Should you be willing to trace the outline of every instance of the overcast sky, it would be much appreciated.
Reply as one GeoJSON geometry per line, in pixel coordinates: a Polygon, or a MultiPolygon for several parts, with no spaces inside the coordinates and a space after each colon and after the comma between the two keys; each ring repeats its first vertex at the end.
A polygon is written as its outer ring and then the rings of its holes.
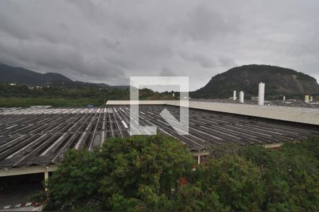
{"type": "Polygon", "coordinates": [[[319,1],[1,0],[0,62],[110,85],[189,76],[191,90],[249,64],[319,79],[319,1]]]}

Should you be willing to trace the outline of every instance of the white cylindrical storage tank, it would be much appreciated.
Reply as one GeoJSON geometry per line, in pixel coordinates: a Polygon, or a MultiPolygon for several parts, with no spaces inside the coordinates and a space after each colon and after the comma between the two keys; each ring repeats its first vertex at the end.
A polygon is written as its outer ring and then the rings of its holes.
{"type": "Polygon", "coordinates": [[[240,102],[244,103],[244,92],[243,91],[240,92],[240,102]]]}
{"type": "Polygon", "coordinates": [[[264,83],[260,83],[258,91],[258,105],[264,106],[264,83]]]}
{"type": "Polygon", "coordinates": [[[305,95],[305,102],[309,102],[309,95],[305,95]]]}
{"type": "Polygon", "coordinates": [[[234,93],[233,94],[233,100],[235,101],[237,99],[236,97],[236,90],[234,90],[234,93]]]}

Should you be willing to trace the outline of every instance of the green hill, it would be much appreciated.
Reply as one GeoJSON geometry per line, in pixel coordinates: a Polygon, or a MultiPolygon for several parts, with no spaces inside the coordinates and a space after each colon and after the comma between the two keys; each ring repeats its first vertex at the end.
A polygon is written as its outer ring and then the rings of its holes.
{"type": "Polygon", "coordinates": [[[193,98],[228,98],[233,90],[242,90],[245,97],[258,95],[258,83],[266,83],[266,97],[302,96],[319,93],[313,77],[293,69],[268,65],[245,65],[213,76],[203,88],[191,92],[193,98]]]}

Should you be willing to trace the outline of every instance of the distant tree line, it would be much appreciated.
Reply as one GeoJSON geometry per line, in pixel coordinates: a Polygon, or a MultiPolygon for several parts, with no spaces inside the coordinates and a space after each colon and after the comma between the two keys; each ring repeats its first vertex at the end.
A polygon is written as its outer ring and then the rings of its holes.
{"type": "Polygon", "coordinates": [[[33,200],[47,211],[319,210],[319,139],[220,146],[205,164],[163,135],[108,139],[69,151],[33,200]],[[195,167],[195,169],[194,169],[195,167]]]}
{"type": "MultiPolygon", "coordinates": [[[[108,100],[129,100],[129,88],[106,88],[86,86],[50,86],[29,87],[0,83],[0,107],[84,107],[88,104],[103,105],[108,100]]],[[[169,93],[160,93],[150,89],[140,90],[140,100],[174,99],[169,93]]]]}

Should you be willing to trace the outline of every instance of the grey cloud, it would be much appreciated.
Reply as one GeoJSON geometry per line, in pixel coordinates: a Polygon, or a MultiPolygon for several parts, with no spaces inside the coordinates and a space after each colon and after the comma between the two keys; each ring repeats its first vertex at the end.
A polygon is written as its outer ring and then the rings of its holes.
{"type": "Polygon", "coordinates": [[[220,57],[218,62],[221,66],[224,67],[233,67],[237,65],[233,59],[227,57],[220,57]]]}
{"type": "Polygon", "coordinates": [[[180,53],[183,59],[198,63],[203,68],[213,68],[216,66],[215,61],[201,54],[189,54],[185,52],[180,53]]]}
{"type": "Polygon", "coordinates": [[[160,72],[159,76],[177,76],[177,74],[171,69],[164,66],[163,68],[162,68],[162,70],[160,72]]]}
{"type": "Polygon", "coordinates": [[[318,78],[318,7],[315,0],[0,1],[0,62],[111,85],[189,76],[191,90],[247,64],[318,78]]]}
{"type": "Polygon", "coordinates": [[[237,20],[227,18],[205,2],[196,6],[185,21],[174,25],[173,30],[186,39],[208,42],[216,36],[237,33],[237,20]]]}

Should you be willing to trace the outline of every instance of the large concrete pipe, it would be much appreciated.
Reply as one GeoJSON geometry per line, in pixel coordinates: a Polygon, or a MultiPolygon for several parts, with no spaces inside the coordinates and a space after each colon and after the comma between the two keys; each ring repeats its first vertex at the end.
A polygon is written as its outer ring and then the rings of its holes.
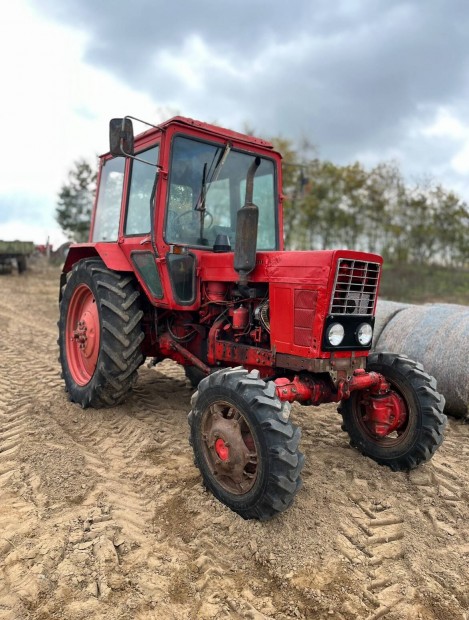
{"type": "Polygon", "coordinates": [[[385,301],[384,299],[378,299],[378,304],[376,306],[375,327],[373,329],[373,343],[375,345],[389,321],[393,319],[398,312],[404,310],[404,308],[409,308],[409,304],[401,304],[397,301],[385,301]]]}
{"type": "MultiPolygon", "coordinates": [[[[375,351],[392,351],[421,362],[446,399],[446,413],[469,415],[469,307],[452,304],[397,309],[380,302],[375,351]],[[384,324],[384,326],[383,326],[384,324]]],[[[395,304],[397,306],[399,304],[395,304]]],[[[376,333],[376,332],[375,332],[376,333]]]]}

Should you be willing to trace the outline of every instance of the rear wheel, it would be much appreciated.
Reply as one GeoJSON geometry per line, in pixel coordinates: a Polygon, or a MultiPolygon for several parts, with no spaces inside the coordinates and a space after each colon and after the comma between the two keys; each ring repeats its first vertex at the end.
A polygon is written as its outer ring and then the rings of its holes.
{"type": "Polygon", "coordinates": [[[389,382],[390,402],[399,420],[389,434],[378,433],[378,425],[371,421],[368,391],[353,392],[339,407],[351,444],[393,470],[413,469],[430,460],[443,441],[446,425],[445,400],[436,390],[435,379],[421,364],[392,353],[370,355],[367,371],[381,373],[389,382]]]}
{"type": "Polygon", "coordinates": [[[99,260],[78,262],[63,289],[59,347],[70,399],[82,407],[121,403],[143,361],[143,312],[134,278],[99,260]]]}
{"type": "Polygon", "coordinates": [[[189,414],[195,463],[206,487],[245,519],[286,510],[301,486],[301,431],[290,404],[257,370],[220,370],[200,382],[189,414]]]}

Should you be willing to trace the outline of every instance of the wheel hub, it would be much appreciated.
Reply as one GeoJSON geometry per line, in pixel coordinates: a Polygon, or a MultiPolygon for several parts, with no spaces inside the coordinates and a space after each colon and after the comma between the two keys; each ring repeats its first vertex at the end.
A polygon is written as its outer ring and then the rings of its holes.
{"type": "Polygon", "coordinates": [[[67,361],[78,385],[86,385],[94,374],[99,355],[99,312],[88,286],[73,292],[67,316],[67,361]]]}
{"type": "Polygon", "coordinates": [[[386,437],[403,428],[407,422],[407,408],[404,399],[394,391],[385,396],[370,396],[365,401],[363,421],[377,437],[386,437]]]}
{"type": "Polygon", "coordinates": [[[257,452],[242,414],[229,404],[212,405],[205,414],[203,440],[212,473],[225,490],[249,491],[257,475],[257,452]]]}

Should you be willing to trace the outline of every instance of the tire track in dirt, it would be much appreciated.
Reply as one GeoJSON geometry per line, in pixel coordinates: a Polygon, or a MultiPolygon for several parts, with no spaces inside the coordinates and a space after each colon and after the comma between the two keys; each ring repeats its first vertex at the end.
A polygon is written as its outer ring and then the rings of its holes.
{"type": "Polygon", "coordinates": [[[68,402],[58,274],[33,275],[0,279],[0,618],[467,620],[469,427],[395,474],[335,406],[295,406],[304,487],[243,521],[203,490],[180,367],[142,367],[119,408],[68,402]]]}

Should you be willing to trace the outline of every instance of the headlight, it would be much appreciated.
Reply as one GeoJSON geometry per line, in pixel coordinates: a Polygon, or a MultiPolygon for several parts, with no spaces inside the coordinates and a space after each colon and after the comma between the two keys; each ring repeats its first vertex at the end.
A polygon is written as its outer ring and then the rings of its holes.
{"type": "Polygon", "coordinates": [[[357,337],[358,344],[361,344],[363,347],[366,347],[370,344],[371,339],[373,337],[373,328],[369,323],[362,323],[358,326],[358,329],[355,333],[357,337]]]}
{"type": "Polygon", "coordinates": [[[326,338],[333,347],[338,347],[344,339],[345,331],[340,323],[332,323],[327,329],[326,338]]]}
---
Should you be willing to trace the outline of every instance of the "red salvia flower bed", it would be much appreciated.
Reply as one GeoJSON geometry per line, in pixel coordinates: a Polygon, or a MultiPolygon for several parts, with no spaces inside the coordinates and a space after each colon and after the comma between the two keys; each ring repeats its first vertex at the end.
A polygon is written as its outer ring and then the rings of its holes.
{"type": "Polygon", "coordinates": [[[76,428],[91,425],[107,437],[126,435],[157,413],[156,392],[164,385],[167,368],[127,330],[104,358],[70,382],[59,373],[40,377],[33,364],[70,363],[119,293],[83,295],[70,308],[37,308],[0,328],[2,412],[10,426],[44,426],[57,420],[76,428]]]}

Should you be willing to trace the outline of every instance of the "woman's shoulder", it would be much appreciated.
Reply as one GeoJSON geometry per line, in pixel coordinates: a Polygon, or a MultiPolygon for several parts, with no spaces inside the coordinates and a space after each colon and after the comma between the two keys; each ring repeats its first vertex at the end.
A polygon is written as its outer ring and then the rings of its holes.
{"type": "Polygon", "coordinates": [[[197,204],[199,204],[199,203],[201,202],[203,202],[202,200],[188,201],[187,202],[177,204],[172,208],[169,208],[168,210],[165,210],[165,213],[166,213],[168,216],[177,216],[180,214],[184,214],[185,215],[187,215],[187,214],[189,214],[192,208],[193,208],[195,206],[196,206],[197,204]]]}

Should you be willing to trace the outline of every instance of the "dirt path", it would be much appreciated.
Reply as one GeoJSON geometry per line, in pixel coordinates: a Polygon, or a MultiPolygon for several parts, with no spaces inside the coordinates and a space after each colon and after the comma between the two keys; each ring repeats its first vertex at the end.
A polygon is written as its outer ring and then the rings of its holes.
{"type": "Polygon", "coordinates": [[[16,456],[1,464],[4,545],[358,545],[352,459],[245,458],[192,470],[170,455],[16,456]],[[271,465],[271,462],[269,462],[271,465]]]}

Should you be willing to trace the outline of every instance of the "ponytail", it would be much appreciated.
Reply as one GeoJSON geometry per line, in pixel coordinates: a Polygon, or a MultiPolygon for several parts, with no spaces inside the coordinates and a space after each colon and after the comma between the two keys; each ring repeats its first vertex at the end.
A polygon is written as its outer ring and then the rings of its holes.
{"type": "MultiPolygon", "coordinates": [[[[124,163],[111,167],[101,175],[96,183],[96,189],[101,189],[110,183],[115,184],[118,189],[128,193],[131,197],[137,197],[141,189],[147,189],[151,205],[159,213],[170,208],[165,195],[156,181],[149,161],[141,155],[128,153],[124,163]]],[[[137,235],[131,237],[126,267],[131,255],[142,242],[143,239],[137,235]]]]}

Written instruction: Find every line in the data that contains the word "wheel" and copy each of those lines.

Answer for this exercise:
Should you be willing to trace the outline of every instance of the rear wheel, it would be much appreciated.
Should you be willing to trace the outline of every instance of the wheel hub, it would be much appreciated.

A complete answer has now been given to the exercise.